▶ [Selected text]
· · · ·

In U.S. Pat. No. 6,486,213, Chen et al. disclose block and graft copolymers, and hydrogels thereof, which contain both a temperature-sensitive polymer component and a pH-sensitive polymer component. Such copolymers can be used for topical drug delivery to a treatment area. According to the method and example described in Chen et al., the resulting grafted copolymer is a disk-like or sheet-like hydrogel.
Kubota, in U.S. Pat. No. 5,834,007, discloses a polymer, which has a sol-gel transition temperature in an aqueous solution. The polymer has a substantial water-insolubility at a temperature higher than the sol-gel transition temperature, thereby existing in a gel-state. The polymer has a reversible water-solubility at a temperature lower than the sol-gel transition temperature, thereby existing in a sol-state.

· · · ·

▶ [Record extracts]

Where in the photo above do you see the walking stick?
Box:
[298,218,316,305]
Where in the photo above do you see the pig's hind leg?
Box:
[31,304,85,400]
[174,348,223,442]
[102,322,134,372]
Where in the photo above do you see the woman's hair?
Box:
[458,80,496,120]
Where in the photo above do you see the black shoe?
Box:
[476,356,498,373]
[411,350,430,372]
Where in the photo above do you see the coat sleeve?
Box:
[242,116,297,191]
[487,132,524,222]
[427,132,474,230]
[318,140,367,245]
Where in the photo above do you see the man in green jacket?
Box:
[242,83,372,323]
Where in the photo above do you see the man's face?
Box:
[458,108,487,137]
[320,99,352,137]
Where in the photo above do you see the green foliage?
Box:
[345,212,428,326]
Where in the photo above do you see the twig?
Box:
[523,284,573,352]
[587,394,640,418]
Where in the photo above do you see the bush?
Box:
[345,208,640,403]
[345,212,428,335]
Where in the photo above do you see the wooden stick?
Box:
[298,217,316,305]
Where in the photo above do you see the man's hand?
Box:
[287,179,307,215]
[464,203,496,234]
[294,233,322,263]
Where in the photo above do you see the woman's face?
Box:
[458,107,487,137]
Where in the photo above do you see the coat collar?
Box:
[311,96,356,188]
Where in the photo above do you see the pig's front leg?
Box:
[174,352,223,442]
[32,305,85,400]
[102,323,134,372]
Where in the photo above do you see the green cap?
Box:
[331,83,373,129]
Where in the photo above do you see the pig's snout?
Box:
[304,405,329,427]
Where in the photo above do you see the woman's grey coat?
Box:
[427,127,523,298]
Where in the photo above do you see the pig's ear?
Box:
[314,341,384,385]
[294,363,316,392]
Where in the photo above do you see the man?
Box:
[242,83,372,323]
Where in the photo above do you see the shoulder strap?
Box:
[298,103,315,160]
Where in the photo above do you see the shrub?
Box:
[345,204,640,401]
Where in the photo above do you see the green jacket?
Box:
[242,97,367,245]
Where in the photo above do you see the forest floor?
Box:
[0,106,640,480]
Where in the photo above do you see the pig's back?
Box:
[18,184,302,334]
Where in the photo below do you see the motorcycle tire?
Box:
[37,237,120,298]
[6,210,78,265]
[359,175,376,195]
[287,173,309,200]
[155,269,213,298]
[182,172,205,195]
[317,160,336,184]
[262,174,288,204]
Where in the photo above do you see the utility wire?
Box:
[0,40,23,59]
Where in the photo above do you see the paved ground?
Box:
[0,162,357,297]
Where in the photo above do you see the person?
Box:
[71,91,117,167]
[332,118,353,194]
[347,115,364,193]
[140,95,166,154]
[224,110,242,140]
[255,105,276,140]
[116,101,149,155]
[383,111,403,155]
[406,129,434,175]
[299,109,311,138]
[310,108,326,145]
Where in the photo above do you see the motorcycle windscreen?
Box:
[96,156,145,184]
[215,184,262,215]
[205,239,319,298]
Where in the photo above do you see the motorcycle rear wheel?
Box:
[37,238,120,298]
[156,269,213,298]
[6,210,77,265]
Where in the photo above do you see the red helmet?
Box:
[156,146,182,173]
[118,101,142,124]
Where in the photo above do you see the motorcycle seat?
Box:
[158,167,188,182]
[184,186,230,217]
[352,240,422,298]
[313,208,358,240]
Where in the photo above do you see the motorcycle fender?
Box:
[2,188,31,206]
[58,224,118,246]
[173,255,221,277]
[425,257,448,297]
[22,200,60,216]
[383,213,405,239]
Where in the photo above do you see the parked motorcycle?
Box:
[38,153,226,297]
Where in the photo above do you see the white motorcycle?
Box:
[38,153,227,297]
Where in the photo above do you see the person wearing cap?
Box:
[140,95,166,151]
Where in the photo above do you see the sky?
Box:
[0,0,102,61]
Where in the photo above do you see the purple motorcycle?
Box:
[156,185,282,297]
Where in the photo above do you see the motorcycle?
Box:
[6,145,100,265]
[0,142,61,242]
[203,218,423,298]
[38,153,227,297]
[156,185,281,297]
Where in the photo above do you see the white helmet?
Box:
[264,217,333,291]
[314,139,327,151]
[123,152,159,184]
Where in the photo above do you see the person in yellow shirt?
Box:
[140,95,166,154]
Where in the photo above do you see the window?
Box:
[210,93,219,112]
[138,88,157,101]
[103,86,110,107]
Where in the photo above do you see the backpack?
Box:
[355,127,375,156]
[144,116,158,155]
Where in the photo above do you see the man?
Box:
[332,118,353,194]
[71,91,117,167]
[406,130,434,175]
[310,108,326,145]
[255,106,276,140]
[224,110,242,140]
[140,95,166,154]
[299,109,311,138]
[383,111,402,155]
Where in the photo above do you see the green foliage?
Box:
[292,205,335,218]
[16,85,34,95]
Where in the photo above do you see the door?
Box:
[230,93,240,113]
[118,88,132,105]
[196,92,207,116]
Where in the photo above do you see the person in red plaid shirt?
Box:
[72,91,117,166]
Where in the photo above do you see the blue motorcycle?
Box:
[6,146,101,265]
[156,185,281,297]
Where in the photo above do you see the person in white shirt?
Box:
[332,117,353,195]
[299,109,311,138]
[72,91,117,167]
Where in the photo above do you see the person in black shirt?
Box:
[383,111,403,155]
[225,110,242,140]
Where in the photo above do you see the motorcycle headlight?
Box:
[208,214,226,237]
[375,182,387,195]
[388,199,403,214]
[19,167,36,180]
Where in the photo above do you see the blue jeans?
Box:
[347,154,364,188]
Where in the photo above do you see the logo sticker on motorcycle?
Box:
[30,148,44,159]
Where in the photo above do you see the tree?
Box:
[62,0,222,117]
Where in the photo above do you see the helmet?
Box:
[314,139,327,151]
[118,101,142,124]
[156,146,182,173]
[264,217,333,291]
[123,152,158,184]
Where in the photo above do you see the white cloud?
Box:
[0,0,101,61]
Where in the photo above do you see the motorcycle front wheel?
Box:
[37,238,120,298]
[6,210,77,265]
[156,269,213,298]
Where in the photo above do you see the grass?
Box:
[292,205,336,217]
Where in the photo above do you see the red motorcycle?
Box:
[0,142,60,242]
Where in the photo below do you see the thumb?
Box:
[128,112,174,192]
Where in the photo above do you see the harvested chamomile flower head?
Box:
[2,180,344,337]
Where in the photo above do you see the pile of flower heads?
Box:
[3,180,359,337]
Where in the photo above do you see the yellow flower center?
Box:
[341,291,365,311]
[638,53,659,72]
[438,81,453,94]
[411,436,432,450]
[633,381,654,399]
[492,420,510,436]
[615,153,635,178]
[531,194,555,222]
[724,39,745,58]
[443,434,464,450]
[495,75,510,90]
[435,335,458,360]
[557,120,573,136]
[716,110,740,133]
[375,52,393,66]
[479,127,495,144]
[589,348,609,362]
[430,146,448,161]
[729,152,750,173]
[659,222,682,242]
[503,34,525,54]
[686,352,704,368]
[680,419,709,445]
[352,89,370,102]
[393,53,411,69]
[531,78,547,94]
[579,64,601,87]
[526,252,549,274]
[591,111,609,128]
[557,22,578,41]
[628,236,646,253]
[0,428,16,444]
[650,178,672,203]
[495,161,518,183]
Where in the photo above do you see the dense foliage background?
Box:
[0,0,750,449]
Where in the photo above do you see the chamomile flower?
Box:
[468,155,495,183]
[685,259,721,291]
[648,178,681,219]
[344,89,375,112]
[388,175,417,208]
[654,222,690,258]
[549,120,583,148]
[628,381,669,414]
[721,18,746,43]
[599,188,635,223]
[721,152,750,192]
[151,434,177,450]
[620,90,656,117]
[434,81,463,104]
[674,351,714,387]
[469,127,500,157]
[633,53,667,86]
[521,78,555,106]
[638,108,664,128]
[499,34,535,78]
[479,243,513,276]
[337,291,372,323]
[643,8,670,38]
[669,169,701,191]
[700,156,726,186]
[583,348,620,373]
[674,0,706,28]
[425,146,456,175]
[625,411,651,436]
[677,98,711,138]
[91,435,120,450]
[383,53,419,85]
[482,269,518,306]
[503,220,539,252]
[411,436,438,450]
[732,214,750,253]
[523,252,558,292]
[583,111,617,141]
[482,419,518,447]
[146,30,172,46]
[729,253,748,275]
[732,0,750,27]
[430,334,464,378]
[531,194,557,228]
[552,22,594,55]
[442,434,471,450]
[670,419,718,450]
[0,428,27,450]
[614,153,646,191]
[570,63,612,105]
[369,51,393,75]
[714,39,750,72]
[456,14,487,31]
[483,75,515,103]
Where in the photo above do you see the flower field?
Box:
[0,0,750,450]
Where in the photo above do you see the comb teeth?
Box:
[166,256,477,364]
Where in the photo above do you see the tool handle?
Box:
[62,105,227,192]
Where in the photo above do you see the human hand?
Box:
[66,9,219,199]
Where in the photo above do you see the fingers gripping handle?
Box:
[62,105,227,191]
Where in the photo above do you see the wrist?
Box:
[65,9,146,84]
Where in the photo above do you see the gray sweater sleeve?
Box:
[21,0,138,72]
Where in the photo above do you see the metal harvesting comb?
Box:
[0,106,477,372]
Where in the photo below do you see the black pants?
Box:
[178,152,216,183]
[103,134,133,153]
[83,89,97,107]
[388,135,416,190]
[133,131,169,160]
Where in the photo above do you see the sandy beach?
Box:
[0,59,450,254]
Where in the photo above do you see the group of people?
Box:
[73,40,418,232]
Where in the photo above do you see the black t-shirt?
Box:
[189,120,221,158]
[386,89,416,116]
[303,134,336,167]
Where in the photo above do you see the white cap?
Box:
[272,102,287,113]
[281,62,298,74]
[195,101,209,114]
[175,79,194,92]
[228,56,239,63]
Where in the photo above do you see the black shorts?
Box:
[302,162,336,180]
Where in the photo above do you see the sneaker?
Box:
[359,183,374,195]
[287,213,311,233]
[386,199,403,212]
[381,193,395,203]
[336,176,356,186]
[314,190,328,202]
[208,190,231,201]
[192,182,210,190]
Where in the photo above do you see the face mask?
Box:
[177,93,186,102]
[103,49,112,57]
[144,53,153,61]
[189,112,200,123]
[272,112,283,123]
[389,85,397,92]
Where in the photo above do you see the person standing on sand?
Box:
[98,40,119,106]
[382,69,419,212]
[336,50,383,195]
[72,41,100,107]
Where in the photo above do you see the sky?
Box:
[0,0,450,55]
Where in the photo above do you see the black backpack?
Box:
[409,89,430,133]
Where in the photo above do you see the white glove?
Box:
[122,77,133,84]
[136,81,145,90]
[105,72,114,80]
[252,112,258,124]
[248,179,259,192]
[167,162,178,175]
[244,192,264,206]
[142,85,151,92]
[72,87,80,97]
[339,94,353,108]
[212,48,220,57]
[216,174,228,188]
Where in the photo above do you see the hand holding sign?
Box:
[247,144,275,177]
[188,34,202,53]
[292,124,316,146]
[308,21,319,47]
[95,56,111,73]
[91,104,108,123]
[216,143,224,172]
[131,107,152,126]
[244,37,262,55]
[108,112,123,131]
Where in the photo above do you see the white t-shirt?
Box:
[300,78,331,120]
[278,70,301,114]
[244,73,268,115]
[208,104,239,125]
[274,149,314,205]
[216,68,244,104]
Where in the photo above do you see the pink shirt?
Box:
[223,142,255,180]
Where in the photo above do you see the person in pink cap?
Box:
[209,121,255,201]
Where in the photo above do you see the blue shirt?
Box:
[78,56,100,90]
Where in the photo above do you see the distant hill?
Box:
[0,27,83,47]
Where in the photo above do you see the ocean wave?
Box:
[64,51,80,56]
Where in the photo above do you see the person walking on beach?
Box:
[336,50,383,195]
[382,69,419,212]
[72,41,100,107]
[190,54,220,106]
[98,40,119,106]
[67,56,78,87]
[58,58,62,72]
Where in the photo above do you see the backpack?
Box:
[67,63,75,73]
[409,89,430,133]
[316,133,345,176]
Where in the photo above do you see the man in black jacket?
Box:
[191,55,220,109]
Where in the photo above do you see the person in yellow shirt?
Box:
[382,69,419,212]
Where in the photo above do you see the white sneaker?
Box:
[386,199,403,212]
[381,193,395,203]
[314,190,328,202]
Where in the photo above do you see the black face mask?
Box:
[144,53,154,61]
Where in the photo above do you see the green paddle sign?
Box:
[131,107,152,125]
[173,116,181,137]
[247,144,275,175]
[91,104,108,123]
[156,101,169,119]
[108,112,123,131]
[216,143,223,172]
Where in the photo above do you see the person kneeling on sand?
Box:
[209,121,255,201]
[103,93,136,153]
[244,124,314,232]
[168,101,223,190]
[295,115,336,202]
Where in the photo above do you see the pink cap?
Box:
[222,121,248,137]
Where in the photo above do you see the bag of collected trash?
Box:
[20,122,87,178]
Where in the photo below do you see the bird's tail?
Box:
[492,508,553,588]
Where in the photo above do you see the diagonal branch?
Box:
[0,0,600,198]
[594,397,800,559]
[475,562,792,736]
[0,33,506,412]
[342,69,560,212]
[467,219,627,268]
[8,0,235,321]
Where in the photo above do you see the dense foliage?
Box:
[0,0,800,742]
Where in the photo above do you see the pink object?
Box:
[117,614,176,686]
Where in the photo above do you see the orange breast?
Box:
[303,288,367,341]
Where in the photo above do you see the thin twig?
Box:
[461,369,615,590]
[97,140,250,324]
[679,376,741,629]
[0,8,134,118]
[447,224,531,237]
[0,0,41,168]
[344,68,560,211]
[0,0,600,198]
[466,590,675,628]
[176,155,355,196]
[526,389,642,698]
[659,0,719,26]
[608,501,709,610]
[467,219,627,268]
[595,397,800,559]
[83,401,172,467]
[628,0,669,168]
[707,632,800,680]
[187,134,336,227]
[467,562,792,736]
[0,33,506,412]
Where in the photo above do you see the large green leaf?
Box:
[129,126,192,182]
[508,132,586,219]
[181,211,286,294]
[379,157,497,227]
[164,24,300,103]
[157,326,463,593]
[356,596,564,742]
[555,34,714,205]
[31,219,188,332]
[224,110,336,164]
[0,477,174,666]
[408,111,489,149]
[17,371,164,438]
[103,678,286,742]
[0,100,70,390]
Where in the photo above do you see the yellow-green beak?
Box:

· · · ·

Reproduce the full patent passage word for word. Rely only on the patent passage, not on the items.

In U.S. Pat. No. 6,486,213, Chen et al. disclose block and graft copolymers, and hydrogels thereof, which contain both a temperature-sensitive polymer component and a pH-sensitive polymer component. Such copolymers can be used for topical drug delivery to a treatment area. According to the method and example described in Chen et al., the resulting grafted copolymer is a disk-like or sheet-like hydrogel.
Kubota, in U.S. Pat. No. 5,834,007, discloses a polymer, which has a sol-gel transition temperature in an aqueous solution. The polymer has a substantial water-insolubility at a temperature higher than the sol-gel transition temperature, thereby existing in a gel-state. The polymer has a reversible water-solubility at a temperature lower than the sol-gel transition temperature, thereby existing in a sol-state.